→ **INSTRUCTIONS TO FOLLOW**:
Please rewrite the material as a Markdown table with the columns Row and Line, giving each line a row number and leaving out blank lines. Begin at the line that has "of the slate" and stop after the last line of the material.

→ **EXERCISE DATA**:
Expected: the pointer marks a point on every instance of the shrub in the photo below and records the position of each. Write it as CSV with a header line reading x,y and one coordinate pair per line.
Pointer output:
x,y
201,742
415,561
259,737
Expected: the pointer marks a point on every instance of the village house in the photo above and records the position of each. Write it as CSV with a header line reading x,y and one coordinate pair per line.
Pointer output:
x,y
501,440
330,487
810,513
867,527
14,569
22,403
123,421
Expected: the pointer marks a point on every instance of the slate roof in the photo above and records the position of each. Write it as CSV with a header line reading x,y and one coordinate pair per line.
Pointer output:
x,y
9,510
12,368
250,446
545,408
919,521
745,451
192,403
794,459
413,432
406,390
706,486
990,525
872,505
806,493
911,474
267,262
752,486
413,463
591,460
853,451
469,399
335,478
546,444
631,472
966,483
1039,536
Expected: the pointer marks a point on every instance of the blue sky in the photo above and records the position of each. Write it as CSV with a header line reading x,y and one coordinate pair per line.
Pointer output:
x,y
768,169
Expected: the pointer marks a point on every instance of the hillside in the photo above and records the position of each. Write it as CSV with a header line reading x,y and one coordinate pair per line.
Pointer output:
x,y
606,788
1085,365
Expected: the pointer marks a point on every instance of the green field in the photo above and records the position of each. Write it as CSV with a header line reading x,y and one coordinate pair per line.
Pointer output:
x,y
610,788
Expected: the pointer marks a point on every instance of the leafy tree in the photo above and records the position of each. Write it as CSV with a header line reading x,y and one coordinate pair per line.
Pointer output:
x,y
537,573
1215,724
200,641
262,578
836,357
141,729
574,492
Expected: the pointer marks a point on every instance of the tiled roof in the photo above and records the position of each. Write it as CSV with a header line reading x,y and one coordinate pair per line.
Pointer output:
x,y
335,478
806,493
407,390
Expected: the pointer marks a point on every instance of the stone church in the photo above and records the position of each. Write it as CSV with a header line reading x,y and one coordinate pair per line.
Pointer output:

→ **FULL SOLUTION**:
| Row | Line |
|---|---|
| 1 | Expected: the pointer marks a point on every instance of the slate roof in the photo above and records the position of each. Write it as CSV with a header line reading x,y and one coordinate pair per line. |
| 2 | Pointer output: |
| 3 | x,y |
| 4 | 9,510 |
| 5 | 12,368 |
| 6 | 250,446 |
| 7 | 545,408 |
| 8 | 919,521 |
| 9 | 745,451 |
| 10 | 192,403 |
| 11 | 794,459 |
| 12 | 413,432 |
| 13 | 406,390 |
| 14 | 706,486 |
| 15 | 990,525 |
| 16 | 872,505 |
| 17 | 806,493 |
| 18 | 911,474 |
| 19 | 267,262 |
| 20 | 752,486 |
| 21 | 413,463 |
| 22 | 591,460 |
| 23 | 853,451 |
| 24 | 469,399 |
| 25 | 335,478 |
| 26 | 546,444 |
| 27 | 631,472 |
| 28 | 966,483 |
| 29 | 1039,536 |
| 30 | Expected: the pointer marks a point on every instance of the blue sky in the photo above and records the position of each. Write it as CSV with a header line reading x,y and one coordinate pair per line. |
| 31 | Pointer output: |
| 32 | x,y |
| 33 | 768,169 |
| 34 | Expected: the pointer marks a point on every instance of the hillside in the photo above and records the position of each. Write it as CSV with a header line reading x,y and one coordinate pair per line. |
| 35 | Pointer output: |
| 36 | x,y |
| 37 | 606,788 |
| 38 | 1085,365 |
| 39 | Expected: the pointer marks a point on every instance of the green field in the photo above and records the position of each. Write it as CSV with a header line reading x,y and one coordinate pair per line. |
| 40 | Pointer output: |
| 41 | x,y |
| 42 | 610,788 |
| 43 | Expected: the pointer marks a point on every instance of the leafy tree in the photo above and records the position of each. Write it as CSV with a header line reading x,y and one coordinate pair per line. |
| 44 | Pointer output: |
| 45 | x,y |
| 46 | 537,573 |
| 47 | 1215,724 |
| 48 | 200,641 |
| 49 | 262,578 |
| 50 | 836,357 |
| 51 | 141,729 |
| 52 | 574,492 |
| 53 | Expected: the pointer marks a point on every instance of the tiled roof in the photo above and records the position of each. Write it as CSV with a header line reading x,y and one coordinate pair per line. |
| 54 | Pointer output: |
| 55 | x,y |
| 56 | 335,478 |
| 57 | 806,493 |
| 58 | 407,390 |
| 59 | Expected: the pointer marks a point on every instance of the stone church in the photo above and records the position of each. Write it as CSV with a header line reading x,y and one coordinate pair per line. |
| 60 | Pointer output: |